# Task to complete
When you reach the records below, output each one exactly.

# Source data
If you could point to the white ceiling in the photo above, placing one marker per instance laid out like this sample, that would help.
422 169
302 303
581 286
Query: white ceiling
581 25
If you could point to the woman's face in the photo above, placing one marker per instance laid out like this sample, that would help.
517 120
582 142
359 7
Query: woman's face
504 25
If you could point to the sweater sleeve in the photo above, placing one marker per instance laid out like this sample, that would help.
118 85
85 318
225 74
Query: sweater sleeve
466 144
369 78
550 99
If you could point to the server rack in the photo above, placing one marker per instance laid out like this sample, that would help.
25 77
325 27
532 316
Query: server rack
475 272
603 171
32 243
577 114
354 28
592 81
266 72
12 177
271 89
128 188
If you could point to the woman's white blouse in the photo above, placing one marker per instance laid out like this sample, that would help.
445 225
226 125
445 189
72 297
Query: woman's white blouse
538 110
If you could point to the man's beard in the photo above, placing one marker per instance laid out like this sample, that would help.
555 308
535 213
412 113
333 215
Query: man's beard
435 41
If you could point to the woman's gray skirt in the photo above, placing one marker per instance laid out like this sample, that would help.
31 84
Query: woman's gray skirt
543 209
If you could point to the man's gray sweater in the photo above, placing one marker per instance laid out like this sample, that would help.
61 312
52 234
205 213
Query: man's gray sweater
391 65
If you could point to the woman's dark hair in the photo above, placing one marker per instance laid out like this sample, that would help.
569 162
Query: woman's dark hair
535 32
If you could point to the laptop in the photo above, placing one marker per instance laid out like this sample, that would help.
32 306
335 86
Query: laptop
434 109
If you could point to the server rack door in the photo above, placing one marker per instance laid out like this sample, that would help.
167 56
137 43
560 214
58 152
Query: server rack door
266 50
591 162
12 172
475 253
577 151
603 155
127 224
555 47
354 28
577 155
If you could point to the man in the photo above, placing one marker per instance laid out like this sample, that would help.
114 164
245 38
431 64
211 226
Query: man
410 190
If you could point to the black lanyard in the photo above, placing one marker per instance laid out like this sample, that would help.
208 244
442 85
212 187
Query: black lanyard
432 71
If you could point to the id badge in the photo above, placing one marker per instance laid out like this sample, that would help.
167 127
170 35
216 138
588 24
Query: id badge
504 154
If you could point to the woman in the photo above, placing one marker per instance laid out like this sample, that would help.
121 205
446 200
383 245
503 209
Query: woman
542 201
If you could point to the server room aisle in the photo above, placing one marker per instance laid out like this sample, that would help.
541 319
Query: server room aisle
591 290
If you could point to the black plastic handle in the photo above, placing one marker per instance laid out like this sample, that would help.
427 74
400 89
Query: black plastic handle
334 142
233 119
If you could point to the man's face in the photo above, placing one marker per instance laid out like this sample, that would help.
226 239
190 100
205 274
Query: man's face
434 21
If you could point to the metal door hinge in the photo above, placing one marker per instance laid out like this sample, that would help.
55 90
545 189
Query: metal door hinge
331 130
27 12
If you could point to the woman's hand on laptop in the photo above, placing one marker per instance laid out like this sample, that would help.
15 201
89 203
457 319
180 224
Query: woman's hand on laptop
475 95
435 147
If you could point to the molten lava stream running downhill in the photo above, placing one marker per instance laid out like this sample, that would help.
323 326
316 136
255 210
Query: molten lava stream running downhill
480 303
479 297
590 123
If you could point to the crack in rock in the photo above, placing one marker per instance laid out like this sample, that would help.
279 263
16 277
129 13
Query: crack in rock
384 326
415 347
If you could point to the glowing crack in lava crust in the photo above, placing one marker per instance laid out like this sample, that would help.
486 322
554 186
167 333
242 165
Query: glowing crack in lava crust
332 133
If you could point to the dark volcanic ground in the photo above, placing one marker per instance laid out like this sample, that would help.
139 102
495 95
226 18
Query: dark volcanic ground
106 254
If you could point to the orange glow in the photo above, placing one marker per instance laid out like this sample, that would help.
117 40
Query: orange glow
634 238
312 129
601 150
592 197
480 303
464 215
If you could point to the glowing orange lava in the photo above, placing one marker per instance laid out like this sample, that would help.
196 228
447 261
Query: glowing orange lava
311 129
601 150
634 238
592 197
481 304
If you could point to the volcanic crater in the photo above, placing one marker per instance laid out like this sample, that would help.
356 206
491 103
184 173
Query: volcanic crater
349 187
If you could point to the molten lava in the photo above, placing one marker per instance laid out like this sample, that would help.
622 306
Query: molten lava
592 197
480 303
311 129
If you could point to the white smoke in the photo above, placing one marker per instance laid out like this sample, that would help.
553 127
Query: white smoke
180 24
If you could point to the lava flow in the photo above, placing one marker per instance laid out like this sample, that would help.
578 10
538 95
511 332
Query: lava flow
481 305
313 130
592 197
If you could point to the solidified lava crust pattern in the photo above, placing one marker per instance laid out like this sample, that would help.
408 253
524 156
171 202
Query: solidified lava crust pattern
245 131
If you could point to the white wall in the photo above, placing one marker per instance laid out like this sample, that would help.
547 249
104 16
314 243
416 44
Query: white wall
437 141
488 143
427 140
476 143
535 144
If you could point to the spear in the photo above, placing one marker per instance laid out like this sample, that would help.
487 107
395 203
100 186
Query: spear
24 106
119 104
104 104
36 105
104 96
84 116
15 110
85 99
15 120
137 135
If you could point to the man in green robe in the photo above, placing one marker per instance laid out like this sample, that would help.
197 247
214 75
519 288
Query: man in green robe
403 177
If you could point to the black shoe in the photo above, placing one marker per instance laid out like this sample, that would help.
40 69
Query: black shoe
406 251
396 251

# Output of the exercise
If you could point to the white ceiling in the photo above, placing one marker per instance laid out like this sample, that would help.
422 169
302 303
581 286
Query: white ceiling
581 25
If you could point to the woman's face in the photo above, placing one marker per instance laid out like this sample, that would help.
517 120
582 142
359 7
Query: woman's face
504 25
If you could point to the sweater sleeve in the photo above, placing one marker per instance laid out like this sample, that would help.
118 85
85 318
225 74
Query: sweater sleeve
466 144
369 78
550 99
If you could point to the server rack in the photo above, placing one marker per instance laid out like this sample, that would help.
25 77
325 27
532 316
Query: server rack
475 272
603 171
32 243
577 114
354 28
592 81
266 72
12 177
271 89
128 188
If you could point to the woman's white blouse in the photo above, placing one marker per instance laid out like this sample, that would help.
445 225
226 125
445 189
72 297
Query: woman's white blouse
538 110
If you could point to the man's beard in the photo above, placing one marker per instance laid out like this sample, that would help.
555 308
535 213
412 113
333 215
Query: man's beard
435 41
If you could point to the woman's gray skirt in the photo above, placing one marker per instance laid out like this sample, that would help.
31 84
Query: woman's gray skirt
543 209
If you could point to the man's gray sweater in the photo above, placing one marker per instance laid out like this sample, that would help.
61 312
52 234
205 213
Query: man's gray sweater
391 65
If you could point to the woman's dark hair in the photo above, placing one marker per instance laid out like this sample, that would help.
569 162
Query: woman's dark hair
535 32
If you could point to the laptop in the photo above, placing one marker per instance laid out like this sample, that would help.
32 306
335 86
Query: laptop
434 109
If you could point to the server rack door in the photo above, placing one marker per instance laid out like this sample, that would help.
167 56
137 43
560 214
58 152
Query: server rack door
266 50
591 162
12 172
475 253
577 151
603 155
127 224
555 47
354 28
577 155
If you could point to the man in the photo above, placing one marker per instance laid out like this sample, that would help.
114 164
245 38
431 64
211 226
Query: man
410 190
If you could point to the black lanyard in the photo above, placing one marker per instance laid out like this sample, that would help.
208 244
442 85
212 187
Query: black lanyard
432 71
If you could point to the id badge in the photo above, placing one marker per instance laid out like this sample, that would help.
167 127
170 35
216 138
588 24
Query: id badge
504 154
If you could point to the woman in the photo above, placing one marker per instance laid out like this sample, that would help.
121 205
446 200
383 245
503 209
Query: woman
542 201
If you could point to the server room aisle in the photo above, placing one marker per instance laid out like this sample, that would help.
541 319
Query: server room aisle
591 290
If you could point to the black plastic handle in the photo above, placing one marker per instance laid out like this sample, that would help.
427 74
400 89
Query: black plastic handle
334 142
233 119
If you could point to the man's face in the photo above, placing one marker per instance laid out like this sample, that would help.
226 239
190 100
205 274
Query: man's face
434 21
If you could point to the metal door hinge in the photo above, placing one marker per instance laid out like this sample, that would help.
55 90
545 189
Query: metal door hinge
331 130
27 12
If you could point to the woman's hand on laptop in the photo above, placing one marker per instance laid out like this sample, that would help.
15 201
89 203
457 319
180 224
Query: woman's hand on laptop
475 95
435 147
If you could point to the molten lava stream running downhill in the photo above, placing one marker per instance laid out like this sample, that would help.
323 326
316 136
255 210
Query: molten lava stream running downhill
480 303
479 297
590 123
If you could point to the crack in rock in the photo above, placing one marker per instance laid out like this sample, that would help.
279 263
16 277
129 13
Query: crack in rock
384 326
415 347
If you could point to the glowing crack in lava crust in the photo above, placing one marker per instance laid out like this sample, that would help.
486 322
554 186
167 333
242 165
Query: glowing crack in lava crust
332 133
If you could point to the dark volcanic ground in the photo above, placing one marker per instance laid out like this sample, that would help.
139 102
495 95
226 18
Query: dark volcanic ground
106 254
If you could point to the orange glow in the photo above, placing one marker per instance laid out like this sample, that would help.
117 40
Query: orange glow
634 238
312 129
601 150
592 197
480 303
464 215
If you could point to the glowing orange lava in the photo above, placing one marker per instance laid out like this sample, that would help.
196 228
447 261
Query: glowing orange lava
311 129
601 150
634 238
592 197
481 304
If you could point to the volcanic crater in the photo above, placing one marker per instance laid out like this sample, that would help.
356 206
491 103
184 173
Query: volcanic crater
349 187
If you could point to the molten lava in the photo above, placing one marker per instance laid out like this sample, that would help.
622 306
Query: molten lava
592 197
480 303
311 129
If you could point to the white smoke in the photo above, placing one marker per instance laid out like this sample, that would help.
553 127
Query: white smoke
180 24
If you could point to the lava flow in the photo above, placing one marker per instance laid out like this sample, that would help.
578 10
538 95
511 332
Query: lava flow
481 305
313 130
592 197
If you could point to the solidified lava crust pattern in the photo above, placing one marker per instance laid out like this sample, that would help.
408 253
524 156
171 202
Query: solidified lava crust pattern
245 131
If you could point to the white wall in the photo above, placing one marker per instance laid out like this sample, that would help.
547 249
104 16
314 243
416 44
Query: white wall
437 141
488 143
427 140
476 143
535 144
If you could point to the spear in the photo above, placing one marker per instance laid out like this sample, that would help.
487 107
395 203
100 186
Query: spear
24 106
119 104
104 104
36 105
104 96
84 116
15 110
85 99
15 120
137 135
If you could point to the man in green robe in the photo above, placing one marker per instance laid out like this sample, that would help.
197 247
214 75
519 288
Query: man in green robe
403 177
If you could point to the black shoe in the photo above, placing one marker per instance laid out like this sample, that would help.
40 69
Query: black shoe
406 251
396 251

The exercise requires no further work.